Required action — Please copy each line from the entries that contains the string "winding".

++++++++++++++++++++

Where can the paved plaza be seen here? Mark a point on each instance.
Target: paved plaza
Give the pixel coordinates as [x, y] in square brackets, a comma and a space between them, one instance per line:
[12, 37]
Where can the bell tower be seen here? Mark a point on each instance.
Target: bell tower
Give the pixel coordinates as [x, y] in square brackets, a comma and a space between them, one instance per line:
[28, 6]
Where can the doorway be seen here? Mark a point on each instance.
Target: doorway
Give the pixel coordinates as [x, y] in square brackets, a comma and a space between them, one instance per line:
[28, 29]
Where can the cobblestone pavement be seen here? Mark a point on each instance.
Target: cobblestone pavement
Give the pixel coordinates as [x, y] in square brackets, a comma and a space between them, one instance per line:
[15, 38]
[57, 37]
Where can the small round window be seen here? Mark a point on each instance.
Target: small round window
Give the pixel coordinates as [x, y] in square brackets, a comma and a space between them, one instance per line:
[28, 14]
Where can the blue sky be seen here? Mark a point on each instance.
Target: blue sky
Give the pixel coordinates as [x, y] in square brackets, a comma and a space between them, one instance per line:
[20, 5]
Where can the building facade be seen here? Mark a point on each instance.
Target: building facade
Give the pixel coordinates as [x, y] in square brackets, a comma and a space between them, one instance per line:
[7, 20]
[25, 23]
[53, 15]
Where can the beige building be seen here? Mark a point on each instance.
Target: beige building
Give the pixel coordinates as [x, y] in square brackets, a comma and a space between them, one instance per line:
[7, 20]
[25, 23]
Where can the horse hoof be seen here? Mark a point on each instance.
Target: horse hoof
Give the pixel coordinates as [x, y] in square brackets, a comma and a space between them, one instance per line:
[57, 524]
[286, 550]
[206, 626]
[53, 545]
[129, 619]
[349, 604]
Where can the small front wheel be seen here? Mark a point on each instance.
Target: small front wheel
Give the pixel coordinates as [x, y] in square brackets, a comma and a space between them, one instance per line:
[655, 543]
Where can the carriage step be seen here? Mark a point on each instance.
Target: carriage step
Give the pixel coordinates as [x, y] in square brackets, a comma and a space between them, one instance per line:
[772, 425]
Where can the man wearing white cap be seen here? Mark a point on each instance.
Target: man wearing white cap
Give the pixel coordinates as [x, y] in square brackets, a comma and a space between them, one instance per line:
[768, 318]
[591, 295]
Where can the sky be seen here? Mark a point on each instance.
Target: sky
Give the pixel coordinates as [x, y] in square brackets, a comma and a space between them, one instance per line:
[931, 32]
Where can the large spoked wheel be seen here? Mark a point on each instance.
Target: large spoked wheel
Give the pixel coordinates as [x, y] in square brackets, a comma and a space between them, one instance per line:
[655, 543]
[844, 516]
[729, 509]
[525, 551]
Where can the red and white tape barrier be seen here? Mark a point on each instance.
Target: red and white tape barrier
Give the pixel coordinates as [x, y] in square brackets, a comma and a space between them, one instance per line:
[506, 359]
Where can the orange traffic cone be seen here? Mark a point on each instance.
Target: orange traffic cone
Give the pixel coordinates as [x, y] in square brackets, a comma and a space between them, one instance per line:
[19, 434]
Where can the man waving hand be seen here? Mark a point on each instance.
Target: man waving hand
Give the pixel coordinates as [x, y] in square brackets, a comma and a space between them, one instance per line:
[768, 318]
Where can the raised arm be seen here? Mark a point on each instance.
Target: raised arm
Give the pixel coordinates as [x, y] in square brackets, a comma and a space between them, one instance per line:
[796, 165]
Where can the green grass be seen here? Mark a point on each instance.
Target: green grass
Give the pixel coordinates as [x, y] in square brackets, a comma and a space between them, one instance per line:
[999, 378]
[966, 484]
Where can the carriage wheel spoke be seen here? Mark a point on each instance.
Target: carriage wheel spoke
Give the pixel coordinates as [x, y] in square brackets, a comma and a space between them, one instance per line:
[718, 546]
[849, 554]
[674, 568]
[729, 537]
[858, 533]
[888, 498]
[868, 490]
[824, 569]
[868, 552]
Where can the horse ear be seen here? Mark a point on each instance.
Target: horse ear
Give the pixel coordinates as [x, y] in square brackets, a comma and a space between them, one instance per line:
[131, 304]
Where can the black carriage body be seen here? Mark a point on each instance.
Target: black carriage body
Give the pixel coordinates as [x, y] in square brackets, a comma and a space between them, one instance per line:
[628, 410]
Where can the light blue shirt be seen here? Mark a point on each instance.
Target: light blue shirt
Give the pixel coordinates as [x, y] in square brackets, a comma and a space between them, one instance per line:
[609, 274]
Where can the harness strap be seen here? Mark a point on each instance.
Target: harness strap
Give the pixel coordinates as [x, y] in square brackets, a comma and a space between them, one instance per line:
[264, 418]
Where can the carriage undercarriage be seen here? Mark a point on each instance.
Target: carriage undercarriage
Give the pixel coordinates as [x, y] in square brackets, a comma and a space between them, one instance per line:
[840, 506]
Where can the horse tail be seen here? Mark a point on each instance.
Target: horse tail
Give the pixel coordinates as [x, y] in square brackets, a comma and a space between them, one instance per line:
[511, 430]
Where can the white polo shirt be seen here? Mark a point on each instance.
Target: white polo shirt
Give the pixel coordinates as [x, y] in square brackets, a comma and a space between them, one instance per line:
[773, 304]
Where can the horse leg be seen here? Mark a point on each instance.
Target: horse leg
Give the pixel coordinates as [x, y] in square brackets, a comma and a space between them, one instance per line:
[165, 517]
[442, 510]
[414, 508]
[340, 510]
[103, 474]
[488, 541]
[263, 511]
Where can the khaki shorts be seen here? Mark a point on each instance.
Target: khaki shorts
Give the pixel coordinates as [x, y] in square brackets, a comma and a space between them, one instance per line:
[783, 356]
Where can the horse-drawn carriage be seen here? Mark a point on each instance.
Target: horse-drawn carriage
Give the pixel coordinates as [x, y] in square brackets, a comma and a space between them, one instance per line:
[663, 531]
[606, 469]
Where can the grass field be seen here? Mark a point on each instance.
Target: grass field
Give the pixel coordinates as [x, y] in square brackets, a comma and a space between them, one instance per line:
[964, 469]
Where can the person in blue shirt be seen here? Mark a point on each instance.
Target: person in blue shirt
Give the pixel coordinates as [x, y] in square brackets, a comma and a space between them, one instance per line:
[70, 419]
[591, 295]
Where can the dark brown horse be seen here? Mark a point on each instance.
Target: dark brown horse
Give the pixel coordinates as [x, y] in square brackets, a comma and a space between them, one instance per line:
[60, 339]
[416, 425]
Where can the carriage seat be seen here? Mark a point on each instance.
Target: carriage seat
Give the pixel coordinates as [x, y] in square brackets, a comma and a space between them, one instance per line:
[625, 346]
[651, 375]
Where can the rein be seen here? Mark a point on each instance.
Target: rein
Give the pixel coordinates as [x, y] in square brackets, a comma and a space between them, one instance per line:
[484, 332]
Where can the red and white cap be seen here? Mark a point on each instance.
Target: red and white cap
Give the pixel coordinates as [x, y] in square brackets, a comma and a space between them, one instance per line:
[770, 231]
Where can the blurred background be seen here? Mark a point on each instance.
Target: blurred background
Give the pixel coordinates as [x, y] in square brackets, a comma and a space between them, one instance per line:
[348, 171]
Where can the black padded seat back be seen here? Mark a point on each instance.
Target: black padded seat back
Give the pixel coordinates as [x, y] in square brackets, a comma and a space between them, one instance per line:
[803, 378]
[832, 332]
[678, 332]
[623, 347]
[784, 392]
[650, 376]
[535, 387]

++++++++++++++++++++

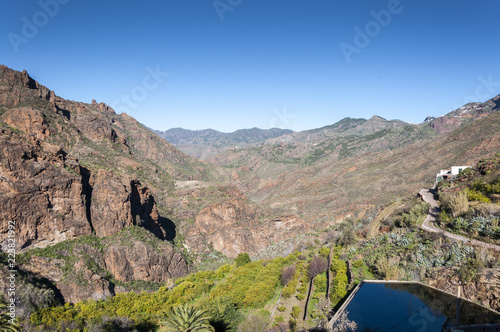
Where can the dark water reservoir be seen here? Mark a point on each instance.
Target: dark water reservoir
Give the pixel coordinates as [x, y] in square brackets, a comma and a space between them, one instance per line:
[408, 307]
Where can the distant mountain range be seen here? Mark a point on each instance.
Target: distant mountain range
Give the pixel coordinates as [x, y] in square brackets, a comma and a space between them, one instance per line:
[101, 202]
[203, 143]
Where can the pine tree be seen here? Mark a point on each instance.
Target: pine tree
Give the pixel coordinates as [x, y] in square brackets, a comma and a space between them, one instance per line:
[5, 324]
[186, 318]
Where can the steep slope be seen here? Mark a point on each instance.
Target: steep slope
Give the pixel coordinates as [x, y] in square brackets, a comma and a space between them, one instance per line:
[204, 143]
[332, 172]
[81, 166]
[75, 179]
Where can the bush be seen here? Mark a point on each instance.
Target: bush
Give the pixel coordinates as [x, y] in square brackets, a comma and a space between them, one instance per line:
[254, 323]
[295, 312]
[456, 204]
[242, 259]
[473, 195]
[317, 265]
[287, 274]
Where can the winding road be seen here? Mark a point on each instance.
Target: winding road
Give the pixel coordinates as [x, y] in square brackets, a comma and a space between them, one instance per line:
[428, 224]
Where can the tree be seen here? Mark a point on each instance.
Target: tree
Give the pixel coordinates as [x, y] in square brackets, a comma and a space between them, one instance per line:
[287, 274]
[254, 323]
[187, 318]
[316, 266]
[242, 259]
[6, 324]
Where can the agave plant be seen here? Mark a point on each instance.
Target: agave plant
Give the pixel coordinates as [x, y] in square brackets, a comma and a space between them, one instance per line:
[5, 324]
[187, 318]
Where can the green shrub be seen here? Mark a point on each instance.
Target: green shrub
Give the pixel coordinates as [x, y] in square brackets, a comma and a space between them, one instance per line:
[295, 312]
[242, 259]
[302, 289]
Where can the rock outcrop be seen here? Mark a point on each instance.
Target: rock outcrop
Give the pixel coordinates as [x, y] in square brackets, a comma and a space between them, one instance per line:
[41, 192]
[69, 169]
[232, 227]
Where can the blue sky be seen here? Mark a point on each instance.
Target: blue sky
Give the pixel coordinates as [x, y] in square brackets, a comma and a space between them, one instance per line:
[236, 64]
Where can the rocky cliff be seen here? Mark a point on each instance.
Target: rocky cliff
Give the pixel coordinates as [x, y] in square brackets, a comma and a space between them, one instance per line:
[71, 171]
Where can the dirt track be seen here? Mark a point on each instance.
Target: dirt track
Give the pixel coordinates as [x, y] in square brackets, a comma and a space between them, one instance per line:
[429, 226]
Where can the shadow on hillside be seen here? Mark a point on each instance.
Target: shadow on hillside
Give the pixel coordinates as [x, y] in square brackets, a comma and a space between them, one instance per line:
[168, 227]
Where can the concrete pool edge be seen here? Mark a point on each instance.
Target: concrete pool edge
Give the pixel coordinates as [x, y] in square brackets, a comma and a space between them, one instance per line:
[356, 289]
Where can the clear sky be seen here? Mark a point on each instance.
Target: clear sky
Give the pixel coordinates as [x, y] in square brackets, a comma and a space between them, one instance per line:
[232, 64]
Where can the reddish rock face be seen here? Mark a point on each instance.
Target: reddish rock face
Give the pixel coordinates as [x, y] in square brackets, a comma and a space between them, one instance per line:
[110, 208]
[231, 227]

++++++++++++++++++++

Solution for this task —
Where can the winding road be seen here? Mark a point on each instance.
Target: winding road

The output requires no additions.